**WHAT YOU ARE ASKED TO DO**
Pull out every line in the records below that contains the string "positive" and copy each one in full.

**DATA EXCERPTS**
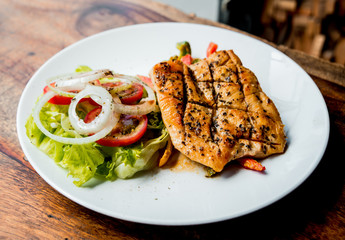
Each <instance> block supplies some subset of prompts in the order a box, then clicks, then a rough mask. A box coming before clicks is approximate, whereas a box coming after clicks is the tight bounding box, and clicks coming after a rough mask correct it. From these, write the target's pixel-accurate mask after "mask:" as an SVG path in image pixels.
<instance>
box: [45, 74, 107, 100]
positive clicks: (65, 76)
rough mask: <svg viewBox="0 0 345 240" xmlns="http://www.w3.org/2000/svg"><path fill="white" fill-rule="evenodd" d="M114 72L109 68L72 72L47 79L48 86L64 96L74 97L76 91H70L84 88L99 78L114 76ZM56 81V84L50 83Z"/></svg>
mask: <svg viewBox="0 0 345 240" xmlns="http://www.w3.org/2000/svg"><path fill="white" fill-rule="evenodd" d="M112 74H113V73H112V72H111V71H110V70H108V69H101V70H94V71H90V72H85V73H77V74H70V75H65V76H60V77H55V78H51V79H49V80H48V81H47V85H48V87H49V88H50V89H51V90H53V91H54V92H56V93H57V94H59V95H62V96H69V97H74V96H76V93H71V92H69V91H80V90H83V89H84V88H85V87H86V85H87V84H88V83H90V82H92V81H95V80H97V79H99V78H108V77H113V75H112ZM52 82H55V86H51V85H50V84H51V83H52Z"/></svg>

---

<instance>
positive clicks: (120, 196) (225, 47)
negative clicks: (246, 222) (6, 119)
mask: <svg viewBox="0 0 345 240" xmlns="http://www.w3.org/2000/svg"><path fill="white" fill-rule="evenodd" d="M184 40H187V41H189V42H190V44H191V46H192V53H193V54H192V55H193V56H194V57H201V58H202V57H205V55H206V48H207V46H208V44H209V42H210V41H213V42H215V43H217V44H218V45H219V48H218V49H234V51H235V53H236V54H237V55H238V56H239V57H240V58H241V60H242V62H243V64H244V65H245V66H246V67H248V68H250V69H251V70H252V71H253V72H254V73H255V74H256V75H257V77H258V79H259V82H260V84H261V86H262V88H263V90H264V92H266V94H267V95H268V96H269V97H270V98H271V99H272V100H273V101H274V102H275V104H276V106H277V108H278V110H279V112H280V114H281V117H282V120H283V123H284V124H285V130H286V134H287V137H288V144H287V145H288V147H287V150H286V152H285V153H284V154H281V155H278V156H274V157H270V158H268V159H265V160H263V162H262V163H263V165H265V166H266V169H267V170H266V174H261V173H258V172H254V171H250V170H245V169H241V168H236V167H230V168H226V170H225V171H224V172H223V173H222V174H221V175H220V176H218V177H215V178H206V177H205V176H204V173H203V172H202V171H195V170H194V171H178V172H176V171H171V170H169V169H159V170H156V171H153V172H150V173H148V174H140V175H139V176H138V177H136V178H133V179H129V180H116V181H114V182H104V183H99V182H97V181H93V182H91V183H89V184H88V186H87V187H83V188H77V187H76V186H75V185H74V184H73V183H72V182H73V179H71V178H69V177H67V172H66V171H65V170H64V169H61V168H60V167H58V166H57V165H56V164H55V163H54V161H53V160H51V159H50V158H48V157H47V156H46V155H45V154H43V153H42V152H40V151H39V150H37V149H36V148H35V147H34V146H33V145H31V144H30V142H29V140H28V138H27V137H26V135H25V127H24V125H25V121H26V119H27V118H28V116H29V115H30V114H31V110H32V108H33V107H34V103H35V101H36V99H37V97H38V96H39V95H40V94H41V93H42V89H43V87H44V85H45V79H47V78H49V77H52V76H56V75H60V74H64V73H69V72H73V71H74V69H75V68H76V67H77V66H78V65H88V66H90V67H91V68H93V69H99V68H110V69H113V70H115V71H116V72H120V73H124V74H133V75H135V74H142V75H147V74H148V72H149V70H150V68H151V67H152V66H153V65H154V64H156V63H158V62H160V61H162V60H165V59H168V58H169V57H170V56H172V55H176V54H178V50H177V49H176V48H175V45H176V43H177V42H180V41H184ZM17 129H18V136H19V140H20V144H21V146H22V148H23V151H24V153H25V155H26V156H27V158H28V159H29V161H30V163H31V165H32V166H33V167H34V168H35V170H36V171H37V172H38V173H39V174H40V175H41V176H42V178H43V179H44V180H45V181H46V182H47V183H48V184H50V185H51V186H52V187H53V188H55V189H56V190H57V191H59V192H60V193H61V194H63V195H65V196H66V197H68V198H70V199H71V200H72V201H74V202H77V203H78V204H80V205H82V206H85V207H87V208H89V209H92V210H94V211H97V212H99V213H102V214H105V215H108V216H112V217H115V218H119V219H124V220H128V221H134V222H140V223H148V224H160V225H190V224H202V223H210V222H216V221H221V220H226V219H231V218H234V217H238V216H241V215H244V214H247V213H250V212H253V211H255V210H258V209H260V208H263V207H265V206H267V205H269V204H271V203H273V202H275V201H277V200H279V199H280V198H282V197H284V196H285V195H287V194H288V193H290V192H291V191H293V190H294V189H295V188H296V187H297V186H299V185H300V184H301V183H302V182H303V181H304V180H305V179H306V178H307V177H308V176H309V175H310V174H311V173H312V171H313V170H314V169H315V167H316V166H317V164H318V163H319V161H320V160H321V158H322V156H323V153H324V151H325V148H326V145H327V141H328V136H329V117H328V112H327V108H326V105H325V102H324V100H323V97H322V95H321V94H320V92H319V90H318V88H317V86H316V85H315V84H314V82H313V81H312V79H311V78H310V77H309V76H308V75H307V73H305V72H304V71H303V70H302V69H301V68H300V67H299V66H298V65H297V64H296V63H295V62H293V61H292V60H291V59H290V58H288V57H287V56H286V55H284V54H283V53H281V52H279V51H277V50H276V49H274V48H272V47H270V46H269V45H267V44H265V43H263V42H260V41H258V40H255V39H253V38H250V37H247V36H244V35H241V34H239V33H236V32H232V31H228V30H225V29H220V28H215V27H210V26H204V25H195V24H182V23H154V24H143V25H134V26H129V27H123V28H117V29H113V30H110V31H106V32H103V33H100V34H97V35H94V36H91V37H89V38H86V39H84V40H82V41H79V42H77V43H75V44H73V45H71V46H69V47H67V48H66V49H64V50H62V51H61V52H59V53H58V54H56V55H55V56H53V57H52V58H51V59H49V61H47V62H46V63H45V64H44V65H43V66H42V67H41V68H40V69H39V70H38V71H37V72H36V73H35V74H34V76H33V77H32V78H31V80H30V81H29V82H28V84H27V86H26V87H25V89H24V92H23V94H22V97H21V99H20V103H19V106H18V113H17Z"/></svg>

**REPLY TO THE TASK**
positive clicks: (65, 76)
positive clicks: (120, 196) (225, 47)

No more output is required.